> [YOUR TASK]:
From the forum thread on intake manifold leaks, reproduce the passage starting at "What the heck" and ending at "the plastic frame.", substituting "rubber" for "silicone".

> [EXCERPT]:
⟨
Intake Manifold Leaks>>>WHY?


#1

What the heck is it about INTAKE MANIFOLDS and why do they tend to start leaking no matter how little?? Just had my Wife’s 97 Chevy Monte Carlo repaired, leaking a small amount of oil, but only has 60,400 ORIGINAL miles & well maintained. Had to have this done years ago with an 87 Chevy Camaro, that was fortunately still under an extended warranty at that time. And a good 77 yr. old retiree friend of mine, also a Chevy man, has a well maintained, LIKE NEW, late 80s Pickup, whose V8 intake manifold also had to be repaired. What is it about that area that stresses it out? Or is this unique to this one manufacturer?? If so, my next NEW and last new car (I’m 66) will not be a Chevy, although I have been a Chevy person for 40>50 yrs.


#2

It’s because GM decided to make the intake manifold gaskets using a plastic frame with a thin silicone seal bead on both sides of the plastic frame.
⟩
> [DATASET EXTRACT]:
⟨
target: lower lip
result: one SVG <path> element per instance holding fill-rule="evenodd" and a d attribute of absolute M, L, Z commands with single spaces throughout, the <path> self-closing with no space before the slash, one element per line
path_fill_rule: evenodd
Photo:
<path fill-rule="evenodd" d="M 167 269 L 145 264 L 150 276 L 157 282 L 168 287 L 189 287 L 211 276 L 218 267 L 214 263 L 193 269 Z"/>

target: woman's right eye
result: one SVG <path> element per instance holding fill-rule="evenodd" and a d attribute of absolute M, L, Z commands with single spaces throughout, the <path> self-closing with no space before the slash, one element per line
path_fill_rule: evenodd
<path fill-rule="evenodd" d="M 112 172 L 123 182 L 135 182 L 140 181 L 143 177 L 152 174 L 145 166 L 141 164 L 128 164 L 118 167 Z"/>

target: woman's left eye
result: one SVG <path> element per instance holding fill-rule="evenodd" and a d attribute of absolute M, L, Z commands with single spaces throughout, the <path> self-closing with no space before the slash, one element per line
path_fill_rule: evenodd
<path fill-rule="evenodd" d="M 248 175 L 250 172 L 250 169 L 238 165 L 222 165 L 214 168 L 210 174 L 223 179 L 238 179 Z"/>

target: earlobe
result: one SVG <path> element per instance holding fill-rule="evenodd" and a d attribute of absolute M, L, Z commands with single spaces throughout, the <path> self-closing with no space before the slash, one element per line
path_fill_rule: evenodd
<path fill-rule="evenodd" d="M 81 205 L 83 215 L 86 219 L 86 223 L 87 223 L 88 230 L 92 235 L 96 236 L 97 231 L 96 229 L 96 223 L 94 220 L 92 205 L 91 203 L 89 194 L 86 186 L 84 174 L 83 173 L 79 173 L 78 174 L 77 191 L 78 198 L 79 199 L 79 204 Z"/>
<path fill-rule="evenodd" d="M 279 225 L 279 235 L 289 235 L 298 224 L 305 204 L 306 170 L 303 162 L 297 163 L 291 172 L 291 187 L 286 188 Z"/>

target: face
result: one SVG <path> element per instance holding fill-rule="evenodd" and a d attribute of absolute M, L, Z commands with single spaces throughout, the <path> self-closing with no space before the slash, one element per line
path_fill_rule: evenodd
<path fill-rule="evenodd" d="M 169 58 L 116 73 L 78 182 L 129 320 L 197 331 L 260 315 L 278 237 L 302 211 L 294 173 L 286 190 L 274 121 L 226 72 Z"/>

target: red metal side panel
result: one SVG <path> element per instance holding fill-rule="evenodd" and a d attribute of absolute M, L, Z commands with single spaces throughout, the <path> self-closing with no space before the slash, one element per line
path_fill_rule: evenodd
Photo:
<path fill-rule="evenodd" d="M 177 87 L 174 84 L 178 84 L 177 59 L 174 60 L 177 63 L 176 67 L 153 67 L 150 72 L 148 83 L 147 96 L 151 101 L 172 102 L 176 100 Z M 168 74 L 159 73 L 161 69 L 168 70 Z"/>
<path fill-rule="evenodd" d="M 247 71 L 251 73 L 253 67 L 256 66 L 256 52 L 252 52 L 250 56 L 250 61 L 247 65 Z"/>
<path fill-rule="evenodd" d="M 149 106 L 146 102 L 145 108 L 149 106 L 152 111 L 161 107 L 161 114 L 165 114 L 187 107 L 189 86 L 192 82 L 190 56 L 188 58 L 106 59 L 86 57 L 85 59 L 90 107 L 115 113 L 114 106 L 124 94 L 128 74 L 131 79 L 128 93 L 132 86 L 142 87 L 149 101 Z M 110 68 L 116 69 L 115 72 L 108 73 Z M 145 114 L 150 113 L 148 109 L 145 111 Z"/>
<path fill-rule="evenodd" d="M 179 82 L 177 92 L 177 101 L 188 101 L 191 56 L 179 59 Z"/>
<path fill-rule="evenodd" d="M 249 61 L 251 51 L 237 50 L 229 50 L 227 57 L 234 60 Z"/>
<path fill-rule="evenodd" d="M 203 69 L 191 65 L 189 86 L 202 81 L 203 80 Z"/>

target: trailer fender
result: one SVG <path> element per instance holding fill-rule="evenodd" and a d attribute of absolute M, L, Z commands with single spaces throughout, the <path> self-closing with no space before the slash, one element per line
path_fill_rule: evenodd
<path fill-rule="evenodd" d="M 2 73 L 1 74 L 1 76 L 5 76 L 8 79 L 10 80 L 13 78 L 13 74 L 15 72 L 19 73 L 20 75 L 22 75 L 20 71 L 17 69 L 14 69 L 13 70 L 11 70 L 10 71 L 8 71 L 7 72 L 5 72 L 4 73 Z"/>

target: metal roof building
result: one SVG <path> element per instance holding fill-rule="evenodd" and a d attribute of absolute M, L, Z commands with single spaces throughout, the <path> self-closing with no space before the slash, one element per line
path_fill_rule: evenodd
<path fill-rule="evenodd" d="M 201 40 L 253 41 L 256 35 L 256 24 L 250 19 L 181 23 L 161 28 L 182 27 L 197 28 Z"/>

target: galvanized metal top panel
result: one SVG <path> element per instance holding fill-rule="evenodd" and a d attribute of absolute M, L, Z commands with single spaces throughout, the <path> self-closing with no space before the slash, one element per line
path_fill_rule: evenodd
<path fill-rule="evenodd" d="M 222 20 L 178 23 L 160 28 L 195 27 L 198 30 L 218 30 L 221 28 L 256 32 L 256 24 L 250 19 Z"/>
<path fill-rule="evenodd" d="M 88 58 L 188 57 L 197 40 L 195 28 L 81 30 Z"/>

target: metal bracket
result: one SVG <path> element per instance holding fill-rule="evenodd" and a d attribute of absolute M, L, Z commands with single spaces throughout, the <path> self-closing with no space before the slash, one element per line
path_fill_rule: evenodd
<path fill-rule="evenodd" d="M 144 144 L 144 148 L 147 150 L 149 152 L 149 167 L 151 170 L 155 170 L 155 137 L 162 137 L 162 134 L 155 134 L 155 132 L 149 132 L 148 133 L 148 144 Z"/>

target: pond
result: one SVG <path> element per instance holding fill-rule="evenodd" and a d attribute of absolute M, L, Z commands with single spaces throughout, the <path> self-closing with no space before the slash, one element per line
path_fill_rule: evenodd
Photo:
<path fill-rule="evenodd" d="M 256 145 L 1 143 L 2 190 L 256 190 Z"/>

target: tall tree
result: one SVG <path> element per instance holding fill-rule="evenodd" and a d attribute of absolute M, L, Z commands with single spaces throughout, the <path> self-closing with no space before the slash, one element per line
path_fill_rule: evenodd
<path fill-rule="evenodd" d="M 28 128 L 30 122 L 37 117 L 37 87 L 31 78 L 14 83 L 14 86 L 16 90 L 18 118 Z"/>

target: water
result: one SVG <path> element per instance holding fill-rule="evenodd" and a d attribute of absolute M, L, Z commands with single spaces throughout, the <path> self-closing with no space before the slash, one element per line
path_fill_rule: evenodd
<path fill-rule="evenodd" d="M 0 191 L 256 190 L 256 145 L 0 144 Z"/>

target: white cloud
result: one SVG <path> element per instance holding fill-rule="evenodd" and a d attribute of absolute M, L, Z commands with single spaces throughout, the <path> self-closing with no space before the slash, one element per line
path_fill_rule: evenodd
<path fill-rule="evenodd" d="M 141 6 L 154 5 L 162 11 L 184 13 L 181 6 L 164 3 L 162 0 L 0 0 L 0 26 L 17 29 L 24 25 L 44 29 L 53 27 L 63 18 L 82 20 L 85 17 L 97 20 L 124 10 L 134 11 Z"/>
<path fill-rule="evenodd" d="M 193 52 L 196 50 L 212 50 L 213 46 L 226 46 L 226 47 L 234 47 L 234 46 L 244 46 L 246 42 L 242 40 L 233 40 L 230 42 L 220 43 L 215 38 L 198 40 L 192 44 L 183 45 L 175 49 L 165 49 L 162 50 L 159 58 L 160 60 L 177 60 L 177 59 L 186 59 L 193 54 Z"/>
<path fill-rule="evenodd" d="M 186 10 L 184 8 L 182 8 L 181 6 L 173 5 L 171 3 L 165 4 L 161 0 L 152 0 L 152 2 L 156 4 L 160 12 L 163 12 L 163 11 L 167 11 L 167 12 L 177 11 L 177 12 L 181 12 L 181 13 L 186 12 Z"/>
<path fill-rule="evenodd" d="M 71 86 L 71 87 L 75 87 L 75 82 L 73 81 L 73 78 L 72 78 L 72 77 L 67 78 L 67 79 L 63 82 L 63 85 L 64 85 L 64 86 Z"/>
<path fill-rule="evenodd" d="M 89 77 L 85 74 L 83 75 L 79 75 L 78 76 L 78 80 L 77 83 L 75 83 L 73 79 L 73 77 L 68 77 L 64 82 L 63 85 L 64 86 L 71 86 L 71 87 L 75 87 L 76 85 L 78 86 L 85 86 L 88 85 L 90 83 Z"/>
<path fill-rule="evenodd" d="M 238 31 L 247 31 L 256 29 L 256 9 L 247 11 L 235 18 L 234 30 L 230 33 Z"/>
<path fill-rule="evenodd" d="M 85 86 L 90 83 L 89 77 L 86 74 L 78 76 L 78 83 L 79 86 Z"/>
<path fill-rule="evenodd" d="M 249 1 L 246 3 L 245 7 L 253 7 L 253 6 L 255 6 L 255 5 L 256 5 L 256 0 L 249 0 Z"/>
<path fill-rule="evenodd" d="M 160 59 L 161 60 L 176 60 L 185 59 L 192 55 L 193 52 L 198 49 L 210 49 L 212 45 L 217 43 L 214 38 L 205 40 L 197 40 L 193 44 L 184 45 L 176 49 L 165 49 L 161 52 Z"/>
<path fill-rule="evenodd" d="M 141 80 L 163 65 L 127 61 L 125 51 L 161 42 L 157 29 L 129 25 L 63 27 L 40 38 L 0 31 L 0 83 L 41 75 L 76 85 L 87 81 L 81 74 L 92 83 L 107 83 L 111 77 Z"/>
⟩
> [THE SOLUTION]:
What the heck is it about INTAKE MANIFOLDS and why do they tend to start leaking no matter how little?? Just had my Wife’s 97 Chevy Monte Carlo repaired, leaking a small amount of oil, but only has 60,400 ORIGINAL miles & well maintained. Had to have this done years ago with an 87 Chevy Camaro, that was fortunately still under an extended warranty at that time. And a good 77 yr. old retiree friend of mine, also a Chevy man, has a well maintained, LIKE NEW, late 80s Pickup, whose V8 intake manifold also had to be repaired. What is it about that area that stresses it out? Or is this unique to this one manufacturer?? If so, my next NEW and last new car (I’m 66) will not be a Chevy, although I have been a Chevy person for 40>50 yrs.


#2

It’s because GM decided to make the intake manifold gaskets using a plastic frame with a thin rubber seal bead on both sides of the plastic frame.